■ **Brief**: Render all of the material below as a Markdown table with the columns Row and Line, numbering each line and skipping blank lines. Leave the pictures out of the table.

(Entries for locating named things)
* BEGIN *

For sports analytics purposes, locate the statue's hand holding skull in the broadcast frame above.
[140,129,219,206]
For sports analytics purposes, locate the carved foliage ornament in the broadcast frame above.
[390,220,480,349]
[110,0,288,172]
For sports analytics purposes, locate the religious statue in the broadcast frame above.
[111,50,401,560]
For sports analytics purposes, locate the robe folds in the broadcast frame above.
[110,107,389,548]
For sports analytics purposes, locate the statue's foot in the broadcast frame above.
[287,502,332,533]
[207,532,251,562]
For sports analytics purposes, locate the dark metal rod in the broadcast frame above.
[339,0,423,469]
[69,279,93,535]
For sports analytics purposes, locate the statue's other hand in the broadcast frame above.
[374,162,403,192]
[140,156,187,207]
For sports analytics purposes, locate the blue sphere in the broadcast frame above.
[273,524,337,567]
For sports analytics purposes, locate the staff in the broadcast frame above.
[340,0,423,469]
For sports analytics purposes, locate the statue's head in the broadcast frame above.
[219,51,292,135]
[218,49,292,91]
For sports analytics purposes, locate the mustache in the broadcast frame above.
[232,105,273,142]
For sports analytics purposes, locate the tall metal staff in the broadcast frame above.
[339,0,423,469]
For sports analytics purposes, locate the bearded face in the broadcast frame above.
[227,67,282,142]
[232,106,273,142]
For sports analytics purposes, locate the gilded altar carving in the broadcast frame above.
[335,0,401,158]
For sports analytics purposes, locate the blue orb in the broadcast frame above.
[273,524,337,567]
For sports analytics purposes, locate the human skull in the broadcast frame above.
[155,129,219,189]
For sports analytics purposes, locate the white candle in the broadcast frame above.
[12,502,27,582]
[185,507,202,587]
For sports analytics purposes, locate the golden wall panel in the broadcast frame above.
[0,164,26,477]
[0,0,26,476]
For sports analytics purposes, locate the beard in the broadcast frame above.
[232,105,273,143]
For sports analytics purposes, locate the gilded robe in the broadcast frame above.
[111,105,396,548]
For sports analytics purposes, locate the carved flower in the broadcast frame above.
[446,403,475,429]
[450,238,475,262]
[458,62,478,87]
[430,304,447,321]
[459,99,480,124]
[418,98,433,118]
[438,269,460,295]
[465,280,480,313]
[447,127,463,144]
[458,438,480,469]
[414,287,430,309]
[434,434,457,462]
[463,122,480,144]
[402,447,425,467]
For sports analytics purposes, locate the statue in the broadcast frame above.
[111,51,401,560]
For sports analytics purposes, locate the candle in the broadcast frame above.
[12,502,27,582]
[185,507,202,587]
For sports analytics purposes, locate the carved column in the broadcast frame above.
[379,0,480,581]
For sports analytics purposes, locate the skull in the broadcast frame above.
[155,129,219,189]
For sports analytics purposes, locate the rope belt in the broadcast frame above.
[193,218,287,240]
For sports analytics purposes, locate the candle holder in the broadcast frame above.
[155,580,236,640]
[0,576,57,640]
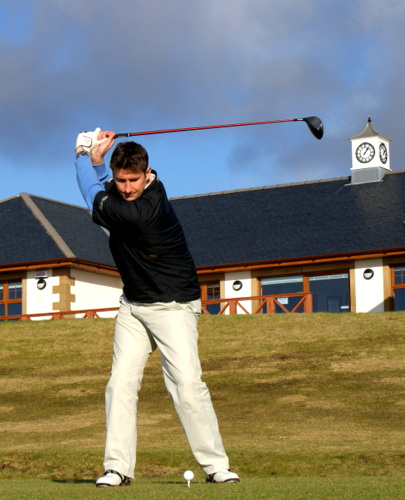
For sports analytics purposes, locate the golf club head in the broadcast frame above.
[302,116,323,139]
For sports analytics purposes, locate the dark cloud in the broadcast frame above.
[0,0,405,202]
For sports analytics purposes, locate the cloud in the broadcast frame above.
[0,0,405,203]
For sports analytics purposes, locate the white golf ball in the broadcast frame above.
[183,470,194,481]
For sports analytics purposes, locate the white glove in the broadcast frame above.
[76,128,106,153]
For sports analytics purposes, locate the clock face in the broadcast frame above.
[380,143,388,163]
[356,142,375,163]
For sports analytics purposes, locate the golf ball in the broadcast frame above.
[183,470,194,481]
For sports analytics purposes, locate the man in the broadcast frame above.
[76,129,239,486]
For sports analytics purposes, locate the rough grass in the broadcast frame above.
[0,312,405,498]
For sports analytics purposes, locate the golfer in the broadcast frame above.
[76,129,239,487]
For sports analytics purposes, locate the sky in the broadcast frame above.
[0,0,405,206]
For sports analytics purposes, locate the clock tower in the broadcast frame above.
[349,118,391,184]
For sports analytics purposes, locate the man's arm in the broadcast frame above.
[76,129,115,210]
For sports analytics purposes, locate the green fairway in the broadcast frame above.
[0,312,405,500]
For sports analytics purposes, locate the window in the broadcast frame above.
[261,269,348,313]
[0,281,22,319]
[201,281,221,314]
[392,266,405,311]
[308,274,349,313]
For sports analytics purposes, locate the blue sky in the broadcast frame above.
[0,0,405,206]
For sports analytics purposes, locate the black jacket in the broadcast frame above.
[93,172,200,303]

* END *

■ **Exercise solution**:
| Row | Line |
|---|---|
| 1 | For sports analytics purposes, locate the statue's hand holding skull in the broadcast frame above. |
| 2 | [140,129,219,206] |
| 3 | For sports analytics purposes, locate the carved foliage ornament in the broadcast frame above. |
| 4 | [390,220,480,349] |
| 5 | [110,0,288,172] |
| 6 | For sports analytics purposes, locate the religious statue in the broadcast frame above. |
| 7 | [111,50,401,560] |
| 8 | For sports analytics purposes, locate the robe folds in the broadcast frame above. |
| 9 | [110,107,389,548] |
| 10 | For sports analytics purposes, locate the statue's foot in the broadcast frame above. |
| 11 | [287,502,332,533] |
| 12 | [207,532,251,562] |
| 13 | For sports analytics purposes, locate the dark metal rod in the broadcast frame above. |
| 14 | [339,0,423,469] |
| 15 | [69,279,93,535] |
| 16 | For sports analytics purposes, locate the statue's other hand in the broadcast frame above. |
| 17 | [374,162,403,192] |
| 18 | [140,156,187,207] |
| 19 | For sports analytics purposes, locate the blue sphere in the broadcast frame above. |
| 20 | [273,524,337,567] |
| 21 | For sports analytics purposes, locate the staff in the broadcast frame above. |
| 22 | [340,0,423,469] |
| 23 | For sports analytics purposes, locate the statue's head in the broadcast frame above. |
| 24 | [219,51,292,135] |
| 25 | [218,49,292,91] |
| 26 | For sports analytics purposes, locate the mustache in the broadcast frame above. |
| 27 | [232,105,273,142] |
| 28 | For sports analytics purposes, locate the tall metal staff in the broadcast frame above. |
| 29 | [339,0,423,469] |
| 30 | For sports analytics purposes, locate the bearded face in the broadcast frame above. |
| 31 | [227,67,282,142] |
| 32 | [232,106,273,142] |
| 33 | For sports analytics purposes, locate the gilded altar carving in the broadcast frame above. |
| 34 | [335,0,401,158] |
| 35 | For sports analytics purposes, locate the blue orb in the broadcast frame above. |
| 36 | [273,524,337,567] |
| 37 | For sports analytics purposes, locate the human skull in the broadcast frame above. |
| 38 | [155,129,219,189] |
| 39 | For sports analytics purposes, locate the white candle in the broadcast frame above. |
| 40 | [12,502,27,582] |
| 41 | [185,507,202,587] |
| 42 | For sports analytics purposes, locate the golden wall panel in the broadcast frame above. |
| 43 | [0,164,26,477] |
| 44 | [0,0,26,476] |
| 45 | For sports analytics purposes, locate the beard in the broadcast frame above. |
| 46 | [232,105,273,143] |
| 47 | For sports analytics purposes, locate the gilded robe in the broadcast frame above. |
| 48 | [111,105,396,548] |
| 49 | For sports analytics purposes, locate the carved flower in the broadcast frame above. |
| 50 | [446,403,475,429] |
| 51 | [450,238,475,262] |
| 52 | [458,62,478,87] |
| 53 | [430,304,447,321] |
| 54 | [459,99,480,124] |
| 55 | [418,98,433,118] |
| 56 | [438,269,460,295] |
| 57 | [465,280,480,313] |
| 58 | [447,127,463,144] |
| 59 | [458,438,480,469] |
| 60 | [414,287,430,309] |
| 61 | [434,434,457,462] |
| 62 | [463,122,480,144] |
| 63 | [402,447,425,467] |
| 64 | For sports analytics purposes, locate the statue in the broadcast frame above. |
| 65 | [111,51,401,560] |
| 66 | For sports analytics purposes, locate the candle in the broadcast frame above. |
| 67 | [12,502,27,582] |
| 68 | [185,507,202,587] |
| 69 | For sports analytics purposes, locate the carved column in the broadcast frame above. |
| 70 | [379,0,480,581] |
| 71 | For sports analytics purposes, locate the skull in the broadcast frame above. |
| 72 | [155,129,219,189] |
| 73 | For sports analytics purposes, locate the rope belt in the broadcast frame above. |
| 74 | [193,218,287,240] |
| 75 | For sports analytics purposes, locate the candle holder in the broadcast frame above. |
| 76 | [155,580,236,640] |
| 77 | [0,576,57,640] |
| 78 | For sports analytics purposes, locate the golf club head in the broadcast frame above. |
| 79 | [302,116,323,139] |
| 80 | For sports analytics purposes, locate the dark cloud in the broadcast frame above. |
| 81 | [0,0,405,202] |
| 82 | For sports analytics purposes, locate the cloud in the broadcast frame above. |
| 83 | [0,0,405,203] |
| 84 | For sports analytics purposes, locate the white golf ball in the broadcast frame above. |
| 85 | [183,470,194,481] |
| 86 | For sports analytics purposes, locate the white glove in the broadcast frame above. |
| 87 | [76,128,106,153] |
| 88 | For sports analytics purposes, locate the clock face in the broadcast frame above. |
| 89 | [380,143,388,163] |
| 90 | [356,142,375,163] |
| 91 | For sports analytics purposes, locate the golf ball in the broadcast frame above. |
| 92 | [183,470,194,481] |
| 93 | For sports analytics purposes, locate the man in the broadcast frame above. |
| 94 | [76,129,239,486] |
| 95 | For sports analytics purposes, locate the rough grass in the broadcast frame above. |
| 96 | [0,312,405,498] |
| 97 | For sports analytics purposes, locate the golfer in the broadcast frame above. |
| 98 | [76,129,239,487] |
| 99 | For sports analytics purposes, locate the sky in the broadcast frame above. |
| 100 | [0,0,405,206] |
| 101 | For sports analytics purposes, locate the clock tower in the broadcast frame above. |
| 102 | [349,118,391,184] |
| 103 | For sports analytics purposes, locate the man's arm in the broadcast frame above. |
| 104 | [76,129,115,210] |
| 105 | For sports analytics purposes, locate the green fairway in the broadcast frame above. |
| 106 | [0,312,405,500] |
| 107 | For sports analytics purposes, locate the window in the broadcast frame above. |
| 108 | [261,269,348,313] |
| 109 | [0,281,22,319] |
| 110 | [201,281,221,314] |
| 111 | [392,266,405,311] |
| 112 | [308,274,349,313] |
| 113 | For sports analytics purposes, locate the blue sky in the broadcast frame above. |
| 114 | [0,0,405,206] |
| 115 | For sports analytics purposes, locate the black jacket in the broadcast frame above. |
| 116 | [93,172,200,303] |